== Segment start ==
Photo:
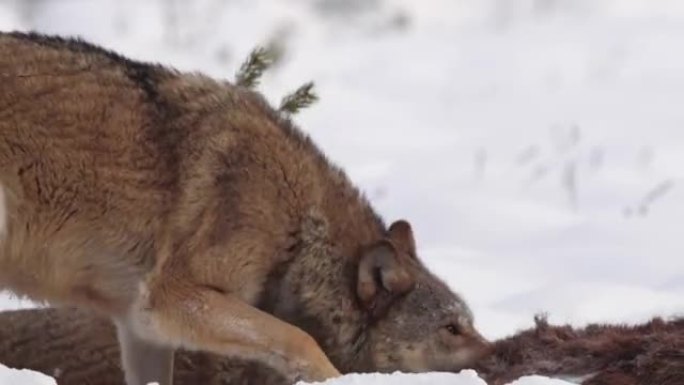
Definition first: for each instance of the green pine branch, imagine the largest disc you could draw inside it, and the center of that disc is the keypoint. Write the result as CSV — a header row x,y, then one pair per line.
x,y
301,98
258,61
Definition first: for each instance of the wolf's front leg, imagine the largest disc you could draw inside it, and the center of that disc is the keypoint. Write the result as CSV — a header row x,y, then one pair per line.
x,y
143,361
200,318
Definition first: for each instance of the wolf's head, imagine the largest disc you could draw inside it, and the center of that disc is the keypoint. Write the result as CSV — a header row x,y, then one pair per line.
x,y
416,323
381,311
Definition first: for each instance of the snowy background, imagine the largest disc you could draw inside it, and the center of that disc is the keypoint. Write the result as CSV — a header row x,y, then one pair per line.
x,y
537,146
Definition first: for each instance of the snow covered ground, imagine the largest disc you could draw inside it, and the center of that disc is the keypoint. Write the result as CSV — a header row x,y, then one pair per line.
x,y
537,146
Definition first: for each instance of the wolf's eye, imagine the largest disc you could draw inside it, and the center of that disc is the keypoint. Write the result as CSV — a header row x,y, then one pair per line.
x,y
453,329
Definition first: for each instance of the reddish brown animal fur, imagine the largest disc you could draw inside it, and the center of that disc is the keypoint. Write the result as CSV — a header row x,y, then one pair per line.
x,y
80,349
195,216
648,354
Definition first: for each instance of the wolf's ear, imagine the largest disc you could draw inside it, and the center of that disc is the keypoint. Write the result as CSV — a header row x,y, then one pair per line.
x,y
381,277
401,235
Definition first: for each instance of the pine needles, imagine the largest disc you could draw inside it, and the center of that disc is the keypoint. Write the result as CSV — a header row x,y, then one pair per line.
x,y
252,69
257,63
301,98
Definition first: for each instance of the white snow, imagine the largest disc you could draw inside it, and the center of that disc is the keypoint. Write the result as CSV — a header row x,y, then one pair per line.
x,y
537,146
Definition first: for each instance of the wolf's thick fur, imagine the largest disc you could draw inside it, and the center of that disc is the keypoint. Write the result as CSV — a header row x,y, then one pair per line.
x,y
193,215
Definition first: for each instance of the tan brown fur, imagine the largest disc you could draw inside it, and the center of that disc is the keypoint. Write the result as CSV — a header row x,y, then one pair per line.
x,y
80,349
195,216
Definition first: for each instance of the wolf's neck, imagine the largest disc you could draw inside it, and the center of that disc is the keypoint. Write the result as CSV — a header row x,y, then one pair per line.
x,y
316,292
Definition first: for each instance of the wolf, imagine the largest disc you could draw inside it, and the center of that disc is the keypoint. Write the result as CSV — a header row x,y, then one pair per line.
x,y
194,215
== Segment end ==
**Try it:**
Word for word, restate the records shown above, minus the pictures.

**Worked solution:**
Photo:
Definition first: for each instance of the green pine branch, imagine the largest disc you could draw inside it, and the center of that disc is the keypoint. Write the result as CSV — a header row x,y, then one pair per line.
x,y
301,98
258,61
Definition first: for each instance of the wolf's front leg, imagine the largest disc you could draw inside it, and the center of that disc is the keypoint. Write the result as CSV — a header row x,y, then one pair per line.
x,y
143,361
200,318
Definition first: for each instance of the wolf's head, imagine the largest disc you could draw inside it, and the center of that disc is the keypoint. Write the result as CSV — a header row x,y, then one pair per line.
x,y
416,323
381,311
Definition first: for each instance of the snowy background, imagine the largest disc you could draw inside it, and the center of that disc is the keypoint. Write the result as CSV — a header row x,y, then one pair per line.
x,y
537,146
Definition first: for each instance of the snow covered ground, imagine the largest disc you could draw inside it, and the center of that disc is the keypoint. Write the result as CSV — a header row x,y, then one pair per line.
x,y
537,146
Definition first: for each instance of the wolf's eye, imagine the largest disc you could draw inside it, and the center of that disc is the keypoint. Write the result as CSV — a header row x,y, then one pair per line.
x,y
453,329
Definition first: for each instance of the reddish brown animal fur, imagine the largest disc you could draw inside it, and the center of that disc is the keypoint. Write the result as CSV — a header row x,y, then one pair per line.
x,y
80,349
195,216
648,354
Definition first: for each instance of the wolf's ear, imagine the largest disc you could draw inside it, and the center of that disc is the keypoint. Write the result as CSV — a header row x,y, then one pair per line.
x,y
381,277
401,235
Definition first: for each instance of the pine needles, imagine the largest disc you could draw inside it, and the center of that disc is the keypoint. Write the result as CSV — a header row x,y, then one pair per line.
x,y
252,69
257,63
301,98
Definition first: for each instance of the white snow, imagine the largest disc you could draw inside it, and the center of that disc is the keypoint. Write the result as CSV — a header row x,y, then one pair per line.
x,y
537,146
Definition first: for each instance of the wolf's thick fur, imagine the largest disc you could draw inside it, and the center of that disc is the keypoint. Write the result as CSV — a header row x,y, then one pair per line.
x,y
193,215
Definition first: for each instance of the tan brown fur, imagine the largest disc you could draw inside it, and the center of that disc is the keypoint. Write the result as CSV — a header row x,y, then one pair per line.
x,y
80,349
195,216
Definition first: for each instance of the wolf's neck, imagine the largest disc you could draw inside it, and the center of that disc is the keypoint. Write the result as CSV — a header row x,y, then one pair per line.
x,y
316,292
Definition first: for each instance of the wolf, imagine the largest disc you could draw inside it, and the center of that disc is the keypoint. Write the result as CSV — a header row x,y, then one pair per line.
x,y
194,215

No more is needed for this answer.